■ Instructions ■
a: Update the NASCAR history commentary from "Race Weekend Central" through "at our fingertips.", putting "stock cars" in place of "race cars".
b: Answer these questions from the NASCAR history commentary:
(i) Which event does the commentary call the lone annual exception?
(ii) When was the writer first introduced to NASCAR?
(iii) Who represented Dale Earnhardt among the first five inductees into the NASCAR Hall of Fame?
c: Recast the paragraph of the NASCAR history commentary beginning "With the many annual events" as a brief list that keeps its main facts.

■ Passage ■
▼

Race Weekend Central

The Sport’s History Can Fuel Passion In Its Fans Today

With the many annual events in the NASCAR community, there are many opportunities to connect with the sport today, from televised pre-race shows to the awards banquet, Sprint Media Tour and the annual preview event held in Charlotte. Fans can see the new race cars, meet their favorite drivers, or see an in-depth story on just about anything. The NASCAR world is at our fingertips.

But what about ways to connect today’s fans to the sport’s storied past? There aren’t that many. Save the odd feature on the pre-race show, they aren’t given many glimpses into what the sport once was. The lone annual exception is the Hall of Fame induction ceremony, just concluded for 2013. At that event, the sport’s history is revered and glorified – as it should be. Those in attendance or watching at home can hear the stories from the people who lived them, or, if they aren’t with us anymore, the people who knew them best.

But are enough fans watching?

Sadly, it seems as though many of today’s NASCAR supporters, especially younger fans or those who came into the sport during its popularity spike, don’t take the time to learn about the sport’s past. While in itself, that’s not a problem per se, you have to wonder if these fans are missing something that will keep them from truly becoming passionate about the sport, or from passing it on to the next generation within their families the way fandom was once handed down from fathers or mothers to sons or daughters. And that _is_ a worry when it comes to the sport’s future.

In the interest of full disclosure, I was first introduced to NASCAR in the late 1990s — I did not grow up with it. But the more I watched, the more I wanted to learn, and the more I found out about where the sport had come from, the more I understood about where it was going. Of course, as I learned the more I cared about what happens to its future.

Bill France Sr. and Jr. (represented by Brian), Richard Petty, Dale Earnhardt (represented by Teresa) and Junior Johnson were the first five inducted into the NASCAR Hall of Fame.

▲

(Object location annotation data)
▼

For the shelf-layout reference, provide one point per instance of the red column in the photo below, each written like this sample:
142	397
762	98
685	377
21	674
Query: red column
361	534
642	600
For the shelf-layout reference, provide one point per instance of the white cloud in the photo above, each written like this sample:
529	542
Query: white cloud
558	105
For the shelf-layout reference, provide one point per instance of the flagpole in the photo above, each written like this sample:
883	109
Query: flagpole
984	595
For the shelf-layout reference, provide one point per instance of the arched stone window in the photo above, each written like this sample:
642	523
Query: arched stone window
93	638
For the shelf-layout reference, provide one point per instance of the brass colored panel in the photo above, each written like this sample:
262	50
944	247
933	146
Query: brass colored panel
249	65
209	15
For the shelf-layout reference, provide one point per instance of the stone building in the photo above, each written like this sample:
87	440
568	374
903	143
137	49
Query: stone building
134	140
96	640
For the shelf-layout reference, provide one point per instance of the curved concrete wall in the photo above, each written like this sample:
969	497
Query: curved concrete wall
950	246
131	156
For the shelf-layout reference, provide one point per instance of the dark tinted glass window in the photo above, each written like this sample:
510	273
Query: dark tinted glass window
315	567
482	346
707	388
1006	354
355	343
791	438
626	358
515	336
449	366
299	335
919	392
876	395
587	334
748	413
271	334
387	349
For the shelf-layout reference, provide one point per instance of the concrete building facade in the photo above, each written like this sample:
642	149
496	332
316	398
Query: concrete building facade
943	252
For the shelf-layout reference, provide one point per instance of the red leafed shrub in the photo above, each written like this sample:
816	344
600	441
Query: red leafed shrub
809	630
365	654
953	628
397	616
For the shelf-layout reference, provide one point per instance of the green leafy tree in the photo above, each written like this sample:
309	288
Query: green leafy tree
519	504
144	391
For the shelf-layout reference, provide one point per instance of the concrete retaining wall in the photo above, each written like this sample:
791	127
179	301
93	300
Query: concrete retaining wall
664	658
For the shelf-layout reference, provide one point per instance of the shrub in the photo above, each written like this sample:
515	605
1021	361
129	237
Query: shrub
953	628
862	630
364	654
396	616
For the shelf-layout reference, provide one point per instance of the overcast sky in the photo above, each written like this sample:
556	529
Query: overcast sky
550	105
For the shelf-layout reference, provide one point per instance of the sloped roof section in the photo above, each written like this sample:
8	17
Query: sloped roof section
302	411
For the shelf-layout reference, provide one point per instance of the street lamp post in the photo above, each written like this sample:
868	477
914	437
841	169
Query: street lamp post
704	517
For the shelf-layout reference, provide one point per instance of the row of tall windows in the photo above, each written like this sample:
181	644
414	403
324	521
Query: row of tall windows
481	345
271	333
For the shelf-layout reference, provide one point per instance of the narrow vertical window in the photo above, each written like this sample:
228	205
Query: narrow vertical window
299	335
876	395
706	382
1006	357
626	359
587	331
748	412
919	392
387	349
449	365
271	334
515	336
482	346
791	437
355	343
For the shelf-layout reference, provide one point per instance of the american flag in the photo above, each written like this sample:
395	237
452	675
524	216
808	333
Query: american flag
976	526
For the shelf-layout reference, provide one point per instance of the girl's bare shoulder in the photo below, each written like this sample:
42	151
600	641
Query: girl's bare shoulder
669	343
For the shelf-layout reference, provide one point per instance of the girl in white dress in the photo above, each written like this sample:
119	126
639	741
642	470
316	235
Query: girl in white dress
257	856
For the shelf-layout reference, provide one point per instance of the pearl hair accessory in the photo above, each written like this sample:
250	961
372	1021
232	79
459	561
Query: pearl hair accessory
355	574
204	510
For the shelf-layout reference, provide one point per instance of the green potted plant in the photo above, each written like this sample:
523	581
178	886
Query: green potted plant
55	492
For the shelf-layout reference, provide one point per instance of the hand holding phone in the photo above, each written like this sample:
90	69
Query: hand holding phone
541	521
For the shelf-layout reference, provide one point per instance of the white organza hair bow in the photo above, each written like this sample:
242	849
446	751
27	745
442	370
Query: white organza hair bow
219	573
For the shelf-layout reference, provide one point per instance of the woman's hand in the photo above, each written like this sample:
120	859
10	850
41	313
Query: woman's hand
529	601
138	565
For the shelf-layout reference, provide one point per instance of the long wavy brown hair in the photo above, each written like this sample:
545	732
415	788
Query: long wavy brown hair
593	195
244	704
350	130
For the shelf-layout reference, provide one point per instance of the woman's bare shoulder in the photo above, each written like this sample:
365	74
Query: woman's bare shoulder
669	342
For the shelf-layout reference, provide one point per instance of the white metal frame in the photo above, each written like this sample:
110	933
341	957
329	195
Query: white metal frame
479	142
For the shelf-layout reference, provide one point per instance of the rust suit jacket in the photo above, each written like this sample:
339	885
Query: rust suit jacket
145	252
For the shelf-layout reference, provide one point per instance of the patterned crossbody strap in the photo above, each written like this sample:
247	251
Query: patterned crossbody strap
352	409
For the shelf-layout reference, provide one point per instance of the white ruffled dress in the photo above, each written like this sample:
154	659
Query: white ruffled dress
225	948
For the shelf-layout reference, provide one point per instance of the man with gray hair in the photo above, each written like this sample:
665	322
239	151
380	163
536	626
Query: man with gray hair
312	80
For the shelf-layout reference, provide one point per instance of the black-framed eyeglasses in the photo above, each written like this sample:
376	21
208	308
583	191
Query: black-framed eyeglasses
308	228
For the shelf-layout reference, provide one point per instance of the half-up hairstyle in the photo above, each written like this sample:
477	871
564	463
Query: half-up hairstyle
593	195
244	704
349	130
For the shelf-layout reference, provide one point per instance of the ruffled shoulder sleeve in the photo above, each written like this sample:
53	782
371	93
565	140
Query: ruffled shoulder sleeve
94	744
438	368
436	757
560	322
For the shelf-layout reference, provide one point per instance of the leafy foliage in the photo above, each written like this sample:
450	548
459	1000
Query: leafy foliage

▲

■ Solutions by task ■
a:
Race Weekend Central

The Sport’s History Can Fuel Passion In Its Fans Today

With the many annual events in the NASCAR community, there are many opportunities to connect with the sport today, from televised pre-race shows to the awards banquet, Sprint Media Tour and the annual preview event held in Charlotte. Fans can see the new stock cars, meet their favorite drivers, or see an in-depth story on just about anything. The NASCAR world is at our fingertips.

b:
(i) The Hall of Fame induction ceremony.
(ii) In the late 1990s.
(iii) Teresa.

c:
- NASCAR's many annual events offer ways to connect with the sport today:
  - televised pre-race shows
  - the awards banquet
  - the Sprint Media Tour
  - the annual preview event in Charlotte
- Fans can see the new race cars, meet favorite drivers, or see in-depth stories on nearly anything.
- The NASCAR world is at our fingertips.